• _Material for this exercise_:
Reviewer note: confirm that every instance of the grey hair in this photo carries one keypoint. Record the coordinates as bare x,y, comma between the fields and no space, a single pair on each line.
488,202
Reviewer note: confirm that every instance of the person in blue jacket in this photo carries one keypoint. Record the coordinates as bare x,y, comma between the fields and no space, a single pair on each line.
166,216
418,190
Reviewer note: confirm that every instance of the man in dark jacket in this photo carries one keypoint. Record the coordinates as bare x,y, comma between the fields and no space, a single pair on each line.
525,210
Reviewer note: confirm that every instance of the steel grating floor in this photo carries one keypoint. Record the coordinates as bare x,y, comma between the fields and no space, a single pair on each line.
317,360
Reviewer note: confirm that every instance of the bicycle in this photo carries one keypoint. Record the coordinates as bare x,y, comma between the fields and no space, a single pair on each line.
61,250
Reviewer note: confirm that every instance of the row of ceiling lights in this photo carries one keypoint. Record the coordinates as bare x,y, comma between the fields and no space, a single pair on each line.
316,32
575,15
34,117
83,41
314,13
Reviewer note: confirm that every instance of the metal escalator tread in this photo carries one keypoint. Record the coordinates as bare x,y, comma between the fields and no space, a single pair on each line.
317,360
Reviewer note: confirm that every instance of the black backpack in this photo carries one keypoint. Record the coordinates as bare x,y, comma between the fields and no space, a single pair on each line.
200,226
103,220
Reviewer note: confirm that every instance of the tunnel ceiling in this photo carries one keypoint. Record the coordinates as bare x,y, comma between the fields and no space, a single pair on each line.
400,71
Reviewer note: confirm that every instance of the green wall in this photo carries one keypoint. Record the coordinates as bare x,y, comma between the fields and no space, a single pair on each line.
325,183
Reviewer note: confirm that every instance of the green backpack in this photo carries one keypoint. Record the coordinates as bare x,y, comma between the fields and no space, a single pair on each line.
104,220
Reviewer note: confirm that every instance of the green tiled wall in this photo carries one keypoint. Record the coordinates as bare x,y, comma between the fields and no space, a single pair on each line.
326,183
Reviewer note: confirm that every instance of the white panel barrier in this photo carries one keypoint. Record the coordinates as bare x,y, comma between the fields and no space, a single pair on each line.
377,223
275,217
==
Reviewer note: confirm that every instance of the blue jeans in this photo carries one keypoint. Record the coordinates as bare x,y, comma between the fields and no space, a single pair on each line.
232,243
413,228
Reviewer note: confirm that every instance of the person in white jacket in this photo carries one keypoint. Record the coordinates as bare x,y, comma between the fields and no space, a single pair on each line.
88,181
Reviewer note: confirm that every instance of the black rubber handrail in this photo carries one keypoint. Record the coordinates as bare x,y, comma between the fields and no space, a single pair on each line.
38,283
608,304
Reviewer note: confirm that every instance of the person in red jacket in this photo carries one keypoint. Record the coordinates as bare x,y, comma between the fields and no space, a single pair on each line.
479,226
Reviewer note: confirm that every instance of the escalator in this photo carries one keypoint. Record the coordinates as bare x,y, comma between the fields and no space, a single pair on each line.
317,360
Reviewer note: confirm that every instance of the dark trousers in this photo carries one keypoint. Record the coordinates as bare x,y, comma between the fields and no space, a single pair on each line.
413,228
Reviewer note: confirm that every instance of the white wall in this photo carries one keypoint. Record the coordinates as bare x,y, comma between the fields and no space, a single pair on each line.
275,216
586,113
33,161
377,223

• _What is asked_: Count the lines above, across both blocks, that contain the word "floor". Reply with the number alone.

• _Result for this task_: 1